**AIM 1:** Please work out how many lines of the rows below contain the string "gear", treating uppercase and lowercase as different, and reply with the number only.

**SELECTED EXTRACT:**

(begin)

The latest Moto Mod wants to keep your health in check

Wearable tech companies hoping to dominate the self-monitoring health market may be looking over their shoulders at Lenovo at CES 2018.

During Lenovo’s event at the show, the company announced the Lenovo Vital Moto Mod, a snap-on module extension for the Moto Z smartphone. Vital is the “first connected, integrated, multi-vital sign monitoring platform you can operate through a single instrument”, according to Jim Thiede, Motorola’s Head of Product Marketing.

The Mod comes with an infrared temperature sensor, a finger clip for measuring oxygen, and an inflatable finger cuff. These three features combine to test your heart rate, respiratory rate, pulse oxygen (SpO2), body temp, and both systolic and diastolic blood pressure. Thiede claims no other mobile platform can deliver accurate blood pressure readings. 

Stress-free tracking

After each self-checkup, you can compare your current readings to past measurements and look out for dangerous health slides. The Mod clips onto your Moto Z without covering up the back-facing camera, so can still snap photos even if the Mod is clipped on.

(end)

**RECORDS PROVIDED:**
(begin)

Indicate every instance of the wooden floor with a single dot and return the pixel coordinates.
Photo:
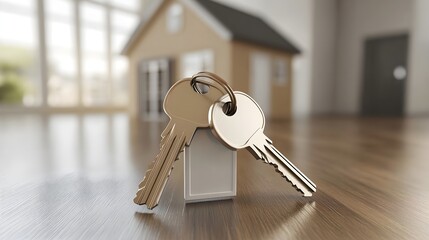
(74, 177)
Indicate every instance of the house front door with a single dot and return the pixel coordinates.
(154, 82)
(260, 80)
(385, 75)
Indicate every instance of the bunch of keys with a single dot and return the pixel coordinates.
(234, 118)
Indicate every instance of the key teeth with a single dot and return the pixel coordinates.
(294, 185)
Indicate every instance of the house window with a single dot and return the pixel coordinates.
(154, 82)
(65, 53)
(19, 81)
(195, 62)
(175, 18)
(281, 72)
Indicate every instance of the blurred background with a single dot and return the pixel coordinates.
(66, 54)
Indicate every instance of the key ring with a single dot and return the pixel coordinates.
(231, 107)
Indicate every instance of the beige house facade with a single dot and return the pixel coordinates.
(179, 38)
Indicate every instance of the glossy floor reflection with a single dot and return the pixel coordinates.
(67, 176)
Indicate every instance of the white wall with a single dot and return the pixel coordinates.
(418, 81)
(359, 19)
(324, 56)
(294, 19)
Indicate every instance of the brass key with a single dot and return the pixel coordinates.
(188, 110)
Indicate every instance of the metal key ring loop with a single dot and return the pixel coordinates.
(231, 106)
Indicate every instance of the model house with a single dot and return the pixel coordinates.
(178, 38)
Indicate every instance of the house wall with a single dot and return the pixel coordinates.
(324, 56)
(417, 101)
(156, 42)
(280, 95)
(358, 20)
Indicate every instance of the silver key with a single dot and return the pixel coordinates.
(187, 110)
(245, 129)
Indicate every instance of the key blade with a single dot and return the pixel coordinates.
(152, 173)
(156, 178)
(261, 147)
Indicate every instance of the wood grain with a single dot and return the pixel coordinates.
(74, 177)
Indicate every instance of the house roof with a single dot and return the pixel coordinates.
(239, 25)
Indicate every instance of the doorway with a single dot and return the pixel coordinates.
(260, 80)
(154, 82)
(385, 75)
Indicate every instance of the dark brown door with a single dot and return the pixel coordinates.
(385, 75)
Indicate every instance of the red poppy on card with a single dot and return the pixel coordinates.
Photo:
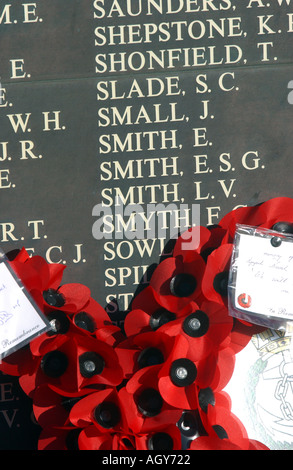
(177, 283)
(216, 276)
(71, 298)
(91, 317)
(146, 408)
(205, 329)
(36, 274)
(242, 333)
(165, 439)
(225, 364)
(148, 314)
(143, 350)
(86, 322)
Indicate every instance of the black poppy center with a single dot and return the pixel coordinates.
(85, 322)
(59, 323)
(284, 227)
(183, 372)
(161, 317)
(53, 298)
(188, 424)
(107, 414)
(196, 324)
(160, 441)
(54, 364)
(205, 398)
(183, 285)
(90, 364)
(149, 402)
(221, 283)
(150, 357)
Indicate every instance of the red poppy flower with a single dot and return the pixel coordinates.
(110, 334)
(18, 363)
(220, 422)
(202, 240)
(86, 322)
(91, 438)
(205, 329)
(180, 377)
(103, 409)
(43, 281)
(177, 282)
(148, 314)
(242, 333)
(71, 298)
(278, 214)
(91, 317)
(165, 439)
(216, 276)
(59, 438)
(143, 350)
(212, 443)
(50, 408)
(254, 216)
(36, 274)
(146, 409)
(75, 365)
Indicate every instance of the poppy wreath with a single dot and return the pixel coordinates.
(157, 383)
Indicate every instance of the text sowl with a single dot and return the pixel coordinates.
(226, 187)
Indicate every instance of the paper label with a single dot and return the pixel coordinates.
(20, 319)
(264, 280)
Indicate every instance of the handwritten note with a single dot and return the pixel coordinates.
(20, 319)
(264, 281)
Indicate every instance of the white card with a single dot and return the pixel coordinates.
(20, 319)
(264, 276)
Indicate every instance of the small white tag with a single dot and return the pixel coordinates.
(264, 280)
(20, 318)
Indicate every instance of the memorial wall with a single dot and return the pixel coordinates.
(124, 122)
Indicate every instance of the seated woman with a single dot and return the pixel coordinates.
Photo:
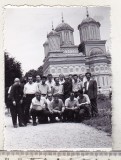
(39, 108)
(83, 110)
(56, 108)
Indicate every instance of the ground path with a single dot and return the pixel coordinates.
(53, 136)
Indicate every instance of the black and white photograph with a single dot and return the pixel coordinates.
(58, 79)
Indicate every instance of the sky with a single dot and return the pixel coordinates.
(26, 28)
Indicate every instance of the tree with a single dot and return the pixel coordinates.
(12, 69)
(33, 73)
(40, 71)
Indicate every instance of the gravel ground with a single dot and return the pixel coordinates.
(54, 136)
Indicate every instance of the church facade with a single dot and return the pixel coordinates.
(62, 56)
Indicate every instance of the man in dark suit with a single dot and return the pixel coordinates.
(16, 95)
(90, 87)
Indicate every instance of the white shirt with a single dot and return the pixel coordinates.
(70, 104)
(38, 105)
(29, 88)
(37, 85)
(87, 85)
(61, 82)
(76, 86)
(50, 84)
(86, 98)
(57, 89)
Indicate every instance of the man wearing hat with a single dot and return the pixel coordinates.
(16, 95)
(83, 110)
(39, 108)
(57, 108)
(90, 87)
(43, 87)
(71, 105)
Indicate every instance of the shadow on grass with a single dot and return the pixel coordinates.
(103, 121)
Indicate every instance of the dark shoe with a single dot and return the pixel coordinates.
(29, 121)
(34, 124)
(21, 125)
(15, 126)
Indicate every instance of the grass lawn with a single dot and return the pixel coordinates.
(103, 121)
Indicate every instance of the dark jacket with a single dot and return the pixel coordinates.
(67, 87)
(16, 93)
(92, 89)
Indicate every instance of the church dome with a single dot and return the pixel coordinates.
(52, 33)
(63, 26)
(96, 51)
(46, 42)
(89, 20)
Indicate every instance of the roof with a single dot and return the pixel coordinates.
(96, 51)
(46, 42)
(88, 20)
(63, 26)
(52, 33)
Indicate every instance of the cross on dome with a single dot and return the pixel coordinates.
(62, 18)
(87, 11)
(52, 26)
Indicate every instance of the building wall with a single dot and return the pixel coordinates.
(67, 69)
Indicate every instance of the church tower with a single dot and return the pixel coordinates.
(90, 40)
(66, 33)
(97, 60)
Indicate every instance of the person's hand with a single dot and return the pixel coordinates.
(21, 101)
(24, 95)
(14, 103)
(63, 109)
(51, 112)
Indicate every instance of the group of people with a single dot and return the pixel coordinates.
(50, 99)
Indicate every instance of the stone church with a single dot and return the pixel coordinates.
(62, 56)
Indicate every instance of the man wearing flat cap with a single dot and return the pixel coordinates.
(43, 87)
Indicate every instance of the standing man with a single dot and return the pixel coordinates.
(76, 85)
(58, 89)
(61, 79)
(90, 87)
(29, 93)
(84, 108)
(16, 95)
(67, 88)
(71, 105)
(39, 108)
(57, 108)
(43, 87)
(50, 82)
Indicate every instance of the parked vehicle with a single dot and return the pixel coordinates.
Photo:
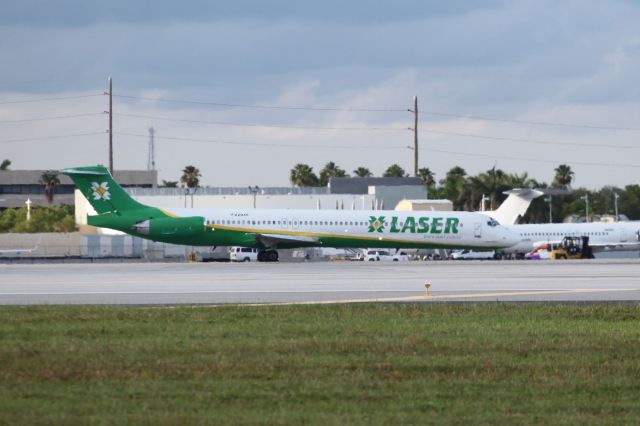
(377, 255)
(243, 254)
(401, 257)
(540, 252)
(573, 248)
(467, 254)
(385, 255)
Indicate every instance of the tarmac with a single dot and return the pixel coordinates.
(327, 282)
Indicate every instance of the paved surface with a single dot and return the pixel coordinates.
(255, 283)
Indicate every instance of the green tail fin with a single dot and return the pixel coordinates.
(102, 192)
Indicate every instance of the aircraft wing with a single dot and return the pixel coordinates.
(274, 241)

(end)
(begin)

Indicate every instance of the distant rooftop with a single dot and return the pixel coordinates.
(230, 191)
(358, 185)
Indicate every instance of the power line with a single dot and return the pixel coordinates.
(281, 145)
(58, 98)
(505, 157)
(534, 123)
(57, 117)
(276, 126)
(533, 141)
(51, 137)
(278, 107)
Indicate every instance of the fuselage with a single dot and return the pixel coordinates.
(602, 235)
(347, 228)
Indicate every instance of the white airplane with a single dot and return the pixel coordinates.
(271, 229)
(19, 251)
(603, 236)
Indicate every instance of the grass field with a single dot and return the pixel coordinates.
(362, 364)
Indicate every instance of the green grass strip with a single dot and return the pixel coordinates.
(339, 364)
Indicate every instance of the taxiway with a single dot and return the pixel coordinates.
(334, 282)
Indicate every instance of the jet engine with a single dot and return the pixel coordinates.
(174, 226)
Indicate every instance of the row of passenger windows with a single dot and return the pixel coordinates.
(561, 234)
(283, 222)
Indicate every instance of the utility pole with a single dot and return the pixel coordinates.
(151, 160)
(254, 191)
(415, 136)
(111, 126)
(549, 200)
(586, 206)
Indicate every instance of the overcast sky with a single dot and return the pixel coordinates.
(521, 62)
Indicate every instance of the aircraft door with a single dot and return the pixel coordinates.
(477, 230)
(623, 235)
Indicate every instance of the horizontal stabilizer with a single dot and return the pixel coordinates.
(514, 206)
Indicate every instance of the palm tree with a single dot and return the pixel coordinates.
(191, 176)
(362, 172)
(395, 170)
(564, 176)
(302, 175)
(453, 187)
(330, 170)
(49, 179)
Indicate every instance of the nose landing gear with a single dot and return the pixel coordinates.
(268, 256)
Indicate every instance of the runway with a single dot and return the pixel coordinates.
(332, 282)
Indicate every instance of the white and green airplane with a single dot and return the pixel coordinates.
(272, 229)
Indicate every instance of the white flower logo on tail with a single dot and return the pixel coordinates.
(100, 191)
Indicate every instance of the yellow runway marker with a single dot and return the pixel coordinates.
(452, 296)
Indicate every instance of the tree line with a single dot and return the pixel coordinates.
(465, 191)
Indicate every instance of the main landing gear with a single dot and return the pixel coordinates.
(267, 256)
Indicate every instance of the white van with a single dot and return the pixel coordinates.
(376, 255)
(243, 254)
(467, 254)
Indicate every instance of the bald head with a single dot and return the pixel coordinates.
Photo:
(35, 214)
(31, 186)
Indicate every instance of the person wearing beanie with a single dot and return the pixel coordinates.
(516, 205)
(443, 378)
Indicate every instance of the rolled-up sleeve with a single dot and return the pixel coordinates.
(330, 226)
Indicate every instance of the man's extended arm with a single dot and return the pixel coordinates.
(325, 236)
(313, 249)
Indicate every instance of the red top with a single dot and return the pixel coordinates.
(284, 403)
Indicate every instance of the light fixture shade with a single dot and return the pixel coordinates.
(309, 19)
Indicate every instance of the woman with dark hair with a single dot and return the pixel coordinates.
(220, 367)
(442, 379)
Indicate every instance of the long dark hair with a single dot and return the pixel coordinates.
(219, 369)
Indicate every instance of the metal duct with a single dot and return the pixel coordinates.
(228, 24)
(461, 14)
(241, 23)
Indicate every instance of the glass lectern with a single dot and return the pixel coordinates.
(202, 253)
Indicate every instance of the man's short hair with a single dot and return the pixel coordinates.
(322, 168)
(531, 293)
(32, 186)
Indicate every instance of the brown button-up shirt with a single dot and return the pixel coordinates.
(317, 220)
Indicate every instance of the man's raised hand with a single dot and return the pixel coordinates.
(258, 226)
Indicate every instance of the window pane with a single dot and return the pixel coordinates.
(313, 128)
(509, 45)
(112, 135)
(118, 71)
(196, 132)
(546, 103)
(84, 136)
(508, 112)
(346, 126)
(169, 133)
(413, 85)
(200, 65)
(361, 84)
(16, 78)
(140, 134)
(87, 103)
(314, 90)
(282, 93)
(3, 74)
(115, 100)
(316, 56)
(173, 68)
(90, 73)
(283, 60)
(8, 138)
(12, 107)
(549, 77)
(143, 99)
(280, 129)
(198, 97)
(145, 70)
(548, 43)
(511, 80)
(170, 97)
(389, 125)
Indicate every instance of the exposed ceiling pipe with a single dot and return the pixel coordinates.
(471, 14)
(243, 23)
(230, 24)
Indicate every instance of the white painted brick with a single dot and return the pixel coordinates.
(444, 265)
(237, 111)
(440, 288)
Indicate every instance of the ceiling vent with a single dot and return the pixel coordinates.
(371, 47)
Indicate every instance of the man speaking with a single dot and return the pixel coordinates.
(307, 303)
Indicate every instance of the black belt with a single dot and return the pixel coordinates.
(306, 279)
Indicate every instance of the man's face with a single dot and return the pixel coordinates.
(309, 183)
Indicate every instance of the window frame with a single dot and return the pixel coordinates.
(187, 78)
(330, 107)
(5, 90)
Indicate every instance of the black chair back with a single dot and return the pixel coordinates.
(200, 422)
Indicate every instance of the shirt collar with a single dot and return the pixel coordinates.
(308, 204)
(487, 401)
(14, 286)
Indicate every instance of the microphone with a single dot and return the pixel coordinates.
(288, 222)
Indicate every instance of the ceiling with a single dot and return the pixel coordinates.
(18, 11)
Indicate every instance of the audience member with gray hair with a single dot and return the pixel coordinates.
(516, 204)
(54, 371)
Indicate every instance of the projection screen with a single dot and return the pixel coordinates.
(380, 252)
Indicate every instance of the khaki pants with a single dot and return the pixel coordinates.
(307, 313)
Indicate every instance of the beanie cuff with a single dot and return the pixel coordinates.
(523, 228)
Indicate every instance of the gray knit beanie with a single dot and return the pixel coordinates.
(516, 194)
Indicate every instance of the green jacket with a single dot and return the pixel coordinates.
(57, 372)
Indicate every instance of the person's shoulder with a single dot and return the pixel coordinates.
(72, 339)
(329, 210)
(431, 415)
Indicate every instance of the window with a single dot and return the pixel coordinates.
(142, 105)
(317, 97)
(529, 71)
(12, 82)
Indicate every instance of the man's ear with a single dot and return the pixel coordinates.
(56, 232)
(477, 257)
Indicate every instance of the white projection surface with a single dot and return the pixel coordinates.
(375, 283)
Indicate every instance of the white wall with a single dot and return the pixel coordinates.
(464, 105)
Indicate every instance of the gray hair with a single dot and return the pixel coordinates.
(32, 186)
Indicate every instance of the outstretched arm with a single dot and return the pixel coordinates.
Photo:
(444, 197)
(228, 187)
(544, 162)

(end)
(begin)

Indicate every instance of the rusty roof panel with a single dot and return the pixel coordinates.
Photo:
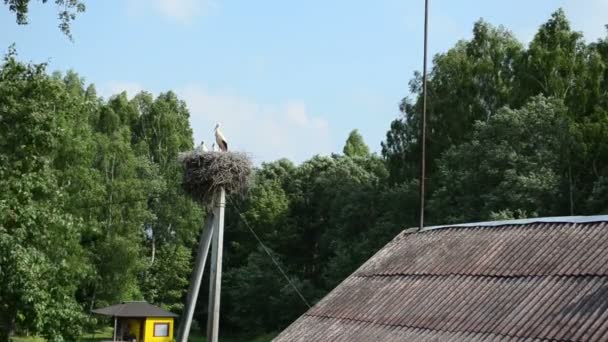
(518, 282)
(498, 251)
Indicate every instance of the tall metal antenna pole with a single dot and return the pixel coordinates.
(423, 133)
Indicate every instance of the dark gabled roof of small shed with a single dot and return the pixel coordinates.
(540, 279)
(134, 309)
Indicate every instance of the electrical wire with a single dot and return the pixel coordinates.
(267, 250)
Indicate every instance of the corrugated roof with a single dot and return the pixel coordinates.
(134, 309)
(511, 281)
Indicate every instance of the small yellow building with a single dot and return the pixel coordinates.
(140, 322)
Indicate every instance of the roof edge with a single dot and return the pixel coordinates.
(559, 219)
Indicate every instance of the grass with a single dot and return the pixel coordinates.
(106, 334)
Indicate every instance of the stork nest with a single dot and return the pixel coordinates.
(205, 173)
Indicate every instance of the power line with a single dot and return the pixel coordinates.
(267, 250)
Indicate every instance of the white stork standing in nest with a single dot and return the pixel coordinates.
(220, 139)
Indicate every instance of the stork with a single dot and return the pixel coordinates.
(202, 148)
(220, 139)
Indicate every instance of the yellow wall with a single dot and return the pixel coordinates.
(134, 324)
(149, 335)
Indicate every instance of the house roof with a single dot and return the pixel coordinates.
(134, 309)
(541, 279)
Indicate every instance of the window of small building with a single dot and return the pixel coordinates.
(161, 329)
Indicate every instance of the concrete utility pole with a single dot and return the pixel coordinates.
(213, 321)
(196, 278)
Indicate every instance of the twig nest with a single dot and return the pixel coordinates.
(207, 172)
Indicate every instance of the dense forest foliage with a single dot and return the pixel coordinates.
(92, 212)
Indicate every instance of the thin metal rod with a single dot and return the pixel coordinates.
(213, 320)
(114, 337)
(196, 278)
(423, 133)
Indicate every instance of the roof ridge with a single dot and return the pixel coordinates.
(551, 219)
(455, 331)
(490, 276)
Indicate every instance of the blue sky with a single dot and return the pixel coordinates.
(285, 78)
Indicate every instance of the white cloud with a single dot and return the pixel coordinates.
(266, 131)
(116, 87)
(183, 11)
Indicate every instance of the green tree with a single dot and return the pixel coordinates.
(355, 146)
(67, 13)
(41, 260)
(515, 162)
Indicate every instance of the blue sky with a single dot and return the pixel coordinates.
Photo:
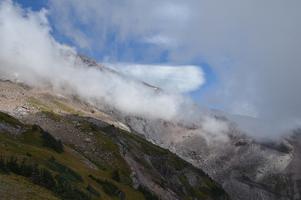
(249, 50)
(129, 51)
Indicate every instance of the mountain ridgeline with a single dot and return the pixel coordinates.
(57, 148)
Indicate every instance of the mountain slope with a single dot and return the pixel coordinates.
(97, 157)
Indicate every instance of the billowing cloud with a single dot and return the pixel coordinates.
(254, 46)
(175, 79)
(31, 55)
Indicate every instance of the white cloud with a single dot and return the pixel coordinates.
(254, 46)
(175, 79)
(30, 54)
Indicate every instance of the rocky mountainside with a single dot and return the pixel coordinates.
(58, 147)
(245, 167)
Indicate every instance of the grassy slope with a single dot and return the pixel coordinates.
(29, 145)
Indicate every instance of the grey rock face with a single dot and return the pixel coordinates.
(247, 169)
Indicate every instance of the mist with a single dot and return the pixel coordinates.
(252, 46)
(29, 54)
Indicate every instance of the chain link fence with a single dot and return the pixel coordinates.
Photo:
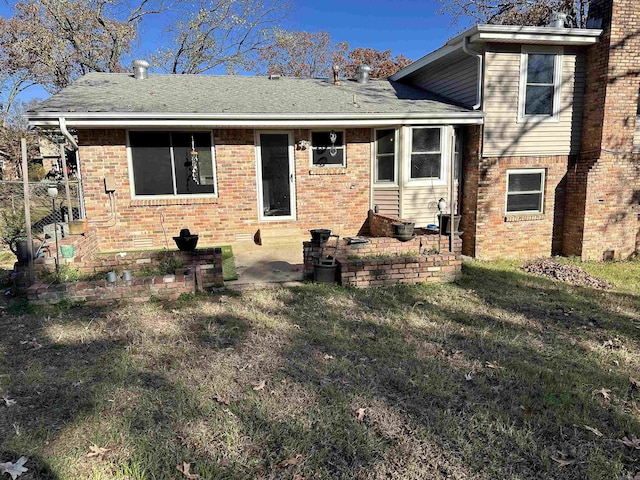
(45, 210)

(end)

**AIM 2:** According to the Moto Mod article, which three features does the Mod come with?

**EXERCISE OUTPUT 1:** 2

**EXERCISE OUTPUT 2:** An infrared temperature sensor, a finger clip for measuring oxygen, and an inflatable finger cuff.